--- BEGIN DATA ENTRIES ---

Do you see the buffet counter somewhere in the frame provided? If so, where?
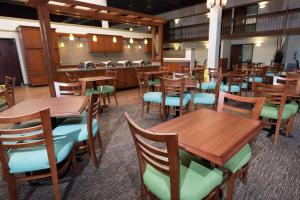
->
[57,65,160,90]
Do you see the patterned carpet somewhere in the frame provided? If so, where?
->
[0,105,300,200]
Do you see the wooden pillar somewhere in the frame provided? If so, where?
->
[151,26,156,62]
[36,1,57,97]
[158,24,164,66]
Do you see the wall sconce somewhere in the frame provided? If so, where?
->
[93,35,98,42]
[69,33,75,41]
[113,36,117,43]
[144,38,148,44]
[206,0,227,9]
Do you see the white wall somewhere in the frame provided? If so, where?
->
[0,16,151,84]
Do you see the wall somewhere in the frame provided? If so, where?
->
[59,37,151,65]
[0,16,151,84]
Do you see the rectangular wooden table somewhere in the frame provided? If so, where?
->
[150,109,264,166]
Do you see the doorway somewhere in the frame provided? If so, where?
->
[230,44,254,69]
[0,39,23,85]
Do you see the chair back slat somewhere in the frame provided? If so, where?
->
[217,91,265,119]
[125,113,179,200]
[54,82,82,97]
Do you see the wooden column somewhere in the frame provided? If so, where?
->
[158,24,164,66]
[36,1,57,97]
[151,26,156,62]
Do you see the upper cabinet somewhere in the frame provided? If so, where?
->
[87,34,123,53]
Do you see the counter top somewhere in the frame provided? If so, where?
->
[57,64,160,72]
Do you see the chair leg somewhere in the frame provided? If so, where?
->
[6,175,17,200]
[226,172,235,200]
[114,93,119,106]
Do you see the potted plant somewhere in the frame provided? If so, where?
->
[274,49,283,64]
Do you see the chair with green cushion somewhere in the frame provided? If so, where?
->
[253,83,298,145]
[53,94,102,168]
[125,113,223,200]
[0,108,77,200]
[217,91,265,200]
[160,77,191,120]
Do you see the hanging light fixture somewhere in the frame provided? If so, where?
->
[93,35,98,42]
[144,38,148,44]
[69,33,75,41]
[206,0,227,9]
[113,36,117,43]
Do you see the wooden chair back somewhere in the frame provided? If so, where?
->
[4,76,16,104]
[217,91,265,120]
[66,72,79,83]
[125,113,180,200]
[0,89,15,108]
[54,82,82,97]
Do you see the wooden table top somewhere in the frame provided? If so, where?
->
[0,96,88,117]
[78,76,115,82]
[150,109,264,166]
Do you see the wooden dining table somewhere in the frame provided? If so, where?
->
[0,96,88,128]
[149,109,264,166]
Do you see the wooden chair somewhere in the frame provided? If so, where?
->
[5,76,16,104]
[125,113,222,200]
[53,93,102,168]
[160,77,191,120]
[54,82,83,97]
[0,89,15,110]
[253,82,298,145]
[0,108,77,200]
[217,91,265,200]
[102,70,119,105]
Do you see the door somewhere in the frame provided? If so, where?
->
[0,39,23,85]
[230,44,243,69]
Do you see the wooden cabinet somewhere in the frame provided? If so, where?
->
[18,26,60,86]
[87,34,123,53]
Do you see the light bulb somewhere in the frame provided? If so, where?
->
[69,33,75,41]
[93,35,98,42]
[144,38,148,44]
[113,36,117,43]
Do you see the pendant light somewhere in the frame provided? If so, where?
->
[69,33,75,41]
[113,36,117,43]
[144,38,148,44]
[93,35,98,42]
[129,38,133,44]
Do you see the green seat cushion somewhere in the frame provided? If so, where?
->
[224,144,251,173]
[143,92,162,103]
[148,79,160,86]
[143,161,223,200]
[249,76,263,83]
[194,93,216,105]
[165,94,191,106]
[8,133,74,173]
[220,85,240,93]
[98,85,115,94]
[260,104,298,119]
[53,111,100,142]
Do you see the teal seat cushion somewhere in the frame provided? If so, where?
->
[249,77,263,83]
[194,93,216,105]
[224,144,251,173]
[260,104,298,119]
[148,79,160,86]
[165,94,192,106]
[53,113,100,142]
[220,85,240,93]
[242,82,248,89]
[8,135,74,173]
[98,85,115,94]
[143,92,162,103]
[143,161,223,200]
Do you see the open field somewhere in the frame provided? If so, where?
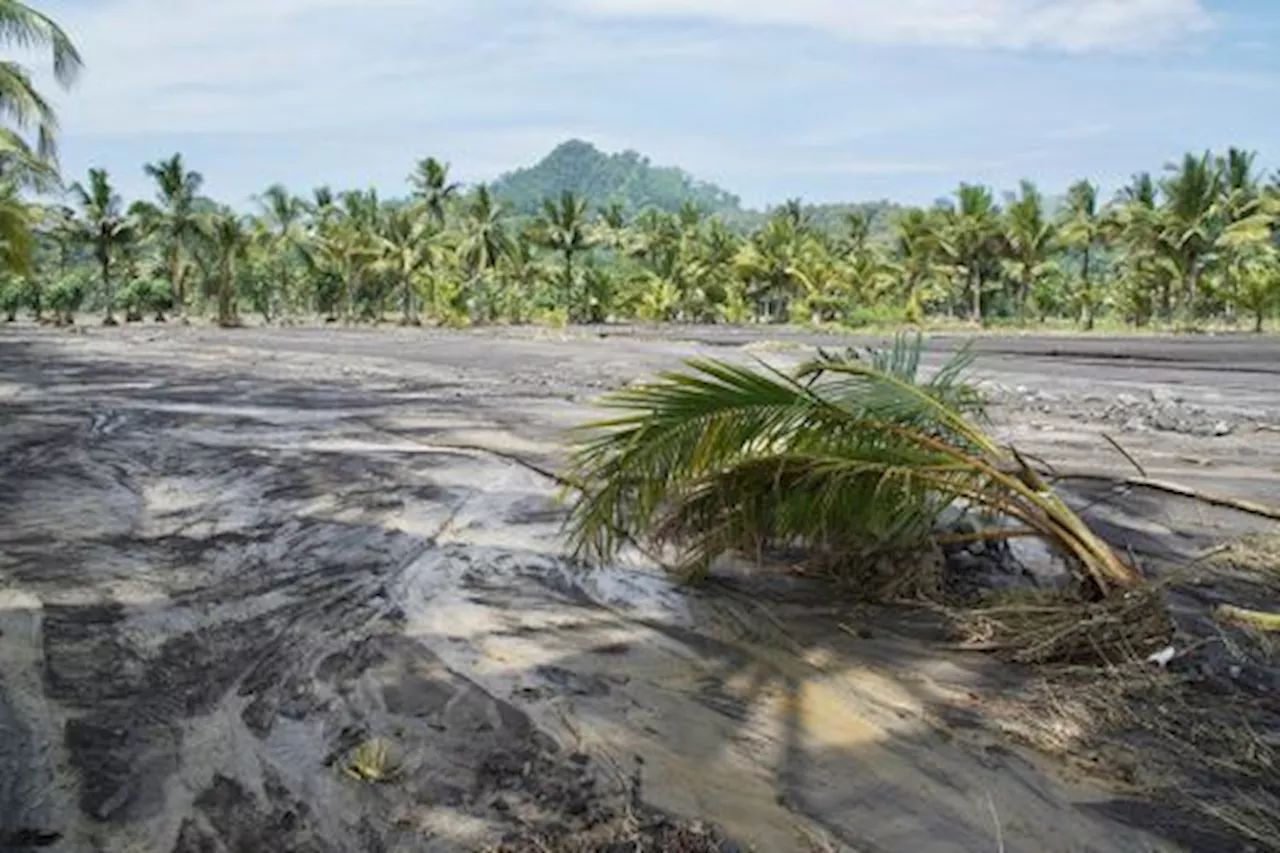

--- END DATA ENTRIES ---

Reproduce every line of the material above without altering anything, but omit the pictures.

Do you see the buffet counter somewhere in the frame provided? If so, where?
->
[57,65,160,90]
Do you see the patterned carpet somewhere in the frame provided? If so, where?
->
[0,105,300,200]
Do you see the wooden pillar somewhere in the frame provided? If so, where?
->
[151,26,156,62]
[36,1,57,97]
[158,24,164,66]
Do you see the wall sconce somewhere in the frame provided? If so, where?
->
[93,35,98,42]
[69,33,75,41]
[113,36,117,43]
[144,38,148,44]
[206,0,227,9]
Do you see the white wall somewhere in the frame provided? If so, where?
->
[0,16,151,84]
Do you see the wall somewhere in the frame provided? If so, where?
->
[59,37,151,65]
[0,16,151,84]
Do you see the rectangular wooden table somewhere in the frame provided? If so, where?
->
[150,109,264,166]
Do you see the doorway somewhere in the frame provided? If so, where?
->
[230,44,254,69]
[0,39,23,85]
Do you see the chair back slat somewhere in the frame provided? If so, where?
->
[217,91,265,119]
[125,113,179,200]
[54,82,82,97]
Do you see the wooden column somewhere in the frame provided? If so, where?
->
[158,24,164,66]
[36,1,57,97]
[151,26,156,62]
Do you see the upper cabinet somewhere in the frame provided? If so, where?
->
[87,34,123,53]
Do you see the counter top somewhere in the frame provided? If so, where?
->
[57,64,160,72]
Do you see the chair leg somewhere in the frame provided? If so, where?
->
[6,175,17,200]
[226,172,235,200]
[114,93,119,106]
Do you see the potted plant somewhere in the frame provided? If so, where?
->
[274,49,283,64]
Do you see the chair with green cushion somewhere in the frame provided? If so, where?
->
[253,83,298,145]
[53,94,102,168]
[125,113,223,200]
[0,108,77,200]
[217,91,265,200]
[160,77,191,120]
Do you see the hanging light fixture somewhere in the frame provided? If so, where?
->
[93,35,98,42]
[144,38,148,44]
[69,33,75,41]
[206,0,227,9]
[113,36,117,43]
Do you see the wooden chair back somewhere in the frame provided? If so, where?
->
[4,76,16,104]
[217,91,265,120]
[66,72,79,83]
[125,113,180,200]
[0,89,15,108]
[54,82,82,97]
Do you see the wooden table top somewhere in the frame provided? If so, where?
->
[0,96,88,117]
[78,76,115,82]
[150,109,264,166]
Do you see the wooden dining table somewhere in the frame provided? If so, where?
->
[0,96,88,128]
[149,109,264,166]
Do you see the wooden chair somewhere in the frame provided? If so, where?
->
[5,76,16,104]
[125,113,222,200]
[53,93,102,168]
[160,77,191,120]
[54,82,83,97]
[0,89,15,110]
[253,82,298,145]
[0,108,77,200]
[217,91,265,200]
[102,70,119,105]
Do you see the door somewhere in the frame provided? If so, where?
->
[0,39,23,85]
[230,44,243,69]
Do you see the wooden cabinet somewhere in the frame provided? If so, where?
->
[18,26,60,86]
[87,34,123,53]
Do you see the light bulb somewhere in the frame provided? If so, where?
->
[69,33,75,41]
[93,35,98,42]
[144,38,148,44]
[113,36,117,43]
Do you see the pendant light somewhere in the frame provided? If so, where?
->
[69,33,75,41]
[113,36,117,43]
[144,38,148,44]
[93,35,98,42]
[129,38,133,44]
Do you see the green seat cushion somewhere in the frame provided? If so, where?
->
[224,144,251,173]
[143,92,162,103]
[148,79,160,86]
[143,161,223,200]
[249,76,263,83]
[194,93,216,105]
[165,94,191,106]
[8,133,74,173]
[220,85,240,93]
[98,85,115,94]
[260,104,298,119]
[53,111,100,142]
Do you see the teal seat cushion somewhere in the frame provided? If so, where?
->
[249,77,263,83]
[194,93,216,105]
[224,144,251,173]
[260,104,298,119]
[148,79,160,86]
[165,94,192,106]
[53,113,100,142]
[220,85,240,93]
[242,82,248,89]
[8,135,74,173]
[98,85,115,94]
[143,92,162,103]
[143,161,223,200]
Do you see the open field somewhere in the frame provided? If so, where?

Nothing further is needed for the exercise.